抜粋本文:
-=-=-
仕事というものはどんなモノでも大変であることは間違いない。

医療、介護、開発、製造、運送、農業、、その一つ一つが大事であり、私達の生活を円滑に、快適にしてくれる。

 

私はパートで喫茶店の店員をしているが、これだってかなり重労働だ。

乗せきれない程のグラスを乗せたトレイを、左の手のひらに乗せ、

右手には重いお皿を何枚も重ねて運んだりする。

指の関節は腫れて膨れ上がり、手首は腱鞘炎になりかかっている。

一日中歩き回り、膝はガクガク、、。グルコサミン、コンドロイチンのサプリは毎日欠かせない。

そして体重が増えると膝がやられてしまう。

水が溜まり、医者に注射針で水抜きをしてもらっている人も居る。

体だけでは無く、訳の解らない我儘を言うお客の対応にも、精神が疲弊する。

 

たまにあるオフは、溜まった疲労を取り除く為に使われる。

つかれきった体では、何処かに遊びに行こうなんていう気にもならない。
-=-=-
(データ収集の記録)

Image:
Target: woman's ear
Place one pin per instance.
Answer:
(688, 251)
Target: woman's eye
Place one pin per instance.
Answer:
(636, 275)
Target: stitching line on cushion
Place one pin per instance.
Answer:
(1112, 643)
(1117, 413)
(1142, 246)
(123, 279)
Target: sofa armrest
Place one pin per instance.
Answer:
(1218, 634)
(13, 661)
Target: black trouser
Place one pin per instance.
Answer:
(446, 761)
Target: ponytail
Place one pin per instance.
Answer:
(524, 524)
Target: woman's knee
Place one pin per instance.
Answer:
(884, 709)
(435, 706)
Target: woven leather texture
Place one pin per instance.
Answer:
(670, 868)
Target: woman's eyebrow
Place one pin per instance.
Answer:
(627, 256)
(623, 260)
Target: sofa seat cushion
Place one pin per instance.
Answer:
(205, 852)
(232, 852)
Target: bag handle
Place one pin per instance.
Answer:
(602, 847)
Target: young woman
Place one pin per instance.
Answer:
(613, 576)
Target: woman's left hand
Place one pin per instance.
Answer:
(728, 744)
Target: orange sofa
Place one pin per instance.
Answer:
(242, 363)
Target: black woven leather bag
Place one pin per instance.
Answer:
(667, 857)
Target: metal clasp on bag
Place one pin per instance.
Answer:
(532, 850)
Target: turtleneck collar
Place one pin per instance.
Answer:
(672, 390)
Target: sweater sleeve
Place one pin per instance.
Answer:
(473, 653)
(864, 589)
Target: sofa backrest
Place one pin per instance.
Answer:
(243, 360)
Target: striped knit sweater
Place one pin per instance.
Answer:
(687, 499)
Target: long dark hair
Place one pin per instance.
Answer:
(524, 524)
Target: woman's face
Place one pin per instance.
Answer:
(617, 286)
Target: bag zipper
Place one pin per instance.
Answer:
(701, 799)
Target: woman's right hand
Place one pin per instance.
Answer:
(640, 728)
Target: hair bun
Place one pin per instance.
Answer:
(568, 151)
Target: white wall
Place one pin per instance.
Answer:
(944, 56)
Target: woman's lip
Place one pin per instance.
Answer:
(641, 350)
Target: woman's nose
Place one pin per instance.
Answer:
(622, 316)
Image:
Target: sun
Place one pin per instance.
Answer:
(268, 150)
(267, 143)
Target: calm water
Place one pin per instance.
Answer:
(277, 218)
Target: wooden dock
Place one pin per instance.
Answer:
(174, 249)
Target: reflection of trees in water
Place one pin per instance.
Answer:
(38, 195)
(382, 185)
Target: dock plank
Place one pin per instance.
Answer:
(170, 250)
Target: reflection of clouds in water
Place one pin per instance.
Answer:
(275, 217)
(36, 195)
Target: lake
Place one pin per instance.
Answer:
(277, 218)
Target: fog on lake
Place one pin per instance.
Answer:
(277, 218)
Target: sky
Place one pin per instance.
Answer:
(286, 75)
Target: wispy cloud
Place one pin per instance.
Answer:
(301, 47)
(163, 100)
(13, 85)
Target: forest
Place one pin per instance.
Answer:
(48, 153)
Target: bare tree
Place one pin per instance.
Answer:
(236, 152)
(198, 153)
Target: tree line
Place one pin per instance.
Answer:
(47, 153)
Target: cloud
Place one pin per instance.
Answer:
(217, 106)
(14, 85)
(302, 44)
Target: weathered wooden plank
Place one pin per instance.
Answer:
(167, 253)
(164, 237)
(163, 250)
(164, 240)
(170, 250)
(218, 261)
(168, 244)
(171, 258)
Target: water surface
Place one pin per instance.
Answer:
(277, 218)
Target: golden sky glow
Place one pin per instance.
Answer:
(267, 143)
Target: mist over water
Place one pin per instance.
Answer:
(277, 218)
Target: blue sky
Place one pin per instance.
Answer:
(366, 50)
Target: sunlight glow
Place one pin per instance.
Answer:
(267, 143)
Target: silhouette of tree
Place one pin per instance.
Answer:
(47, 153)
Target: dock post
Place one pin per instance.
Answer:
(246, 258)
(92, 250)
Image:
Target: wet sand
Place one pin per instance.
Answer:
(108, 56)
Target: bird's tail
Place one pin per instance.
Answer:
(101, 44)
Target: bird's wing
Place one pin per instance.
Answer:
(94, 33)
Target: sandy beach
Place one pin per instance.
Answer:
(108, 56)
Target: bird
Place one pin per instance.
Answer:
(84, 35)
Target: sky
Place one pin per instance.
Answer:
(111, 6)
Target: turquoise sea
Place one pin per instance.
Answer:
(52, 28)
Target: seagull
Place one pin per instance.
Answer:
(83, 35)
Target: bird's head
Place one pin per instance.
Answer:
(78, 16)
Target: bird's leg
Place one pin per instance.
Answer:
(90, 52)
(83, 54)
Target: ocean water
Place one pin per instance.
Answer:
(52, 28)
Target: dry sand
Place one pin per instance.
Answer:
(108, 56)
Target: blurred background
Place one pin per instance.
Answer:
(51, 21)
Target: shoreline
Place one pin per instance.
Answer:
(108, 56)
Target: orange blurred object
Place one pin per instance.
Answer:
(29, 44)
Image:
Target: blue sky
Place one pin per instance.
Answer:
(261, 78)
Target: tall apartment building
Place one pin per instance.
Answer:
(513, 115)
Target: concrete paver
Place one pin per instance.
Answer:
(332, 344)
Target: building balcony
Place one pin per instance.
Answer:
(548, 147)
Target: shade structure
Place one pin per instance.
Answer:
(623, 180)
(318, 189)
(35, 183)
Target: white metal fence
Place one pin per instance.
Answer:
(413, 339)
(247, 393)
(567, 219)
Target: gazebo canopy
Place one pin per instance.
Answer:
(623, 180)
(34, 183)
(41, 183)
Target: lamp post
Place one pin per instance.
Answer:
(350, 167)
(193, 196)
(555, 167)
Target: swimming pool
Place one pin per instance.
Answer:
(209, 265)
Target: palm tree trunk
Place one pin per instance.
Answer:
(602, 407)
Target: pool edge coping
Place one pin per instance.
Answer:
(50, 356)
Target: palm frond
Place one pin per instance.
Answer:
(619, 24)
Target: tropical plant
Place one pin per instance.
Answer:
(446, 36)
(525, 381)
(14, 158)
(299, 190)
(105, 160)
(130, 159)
-=-=-
作業指示:
A. 抜粋本文の「私はパートで喫茶店の店員をしているが、これだってかなり重労働だ。」という一文を英語に訳してください。
B. 抜粋本文の「私はパートで喫茶店の店員をしているが、これだってかなり重労働だ。」から「水が溜まり、医者に注射針で水抜きをしてもらっている人も居る。」までの部分を、一字一句違えずに書き写してください。

項目別解答:
A. I work part-time as a clerk at a coffee shop, and even this is quite hard physical labor.

B.
私はパートで喫茶店の店員をしているが、これだってかなり重労働だ。

乗せきれない程のグラスを乗せたトレイを、左の手のひらに乗せ、

右手には重いお皿を何枚も重ねて運んだりする。

指の関節は腫れて膨れ上がり、手首は腱鞘炎になりかかっている。

一日中歩き回り、膝はガクガク、、。グルコサミン、コンドロイチンのサプリは毎日欠かせない。

そして体重が増えると膝がやられてしまう。

水が溜まり、医者に注射針で水抜きをしてもらっている人も居る。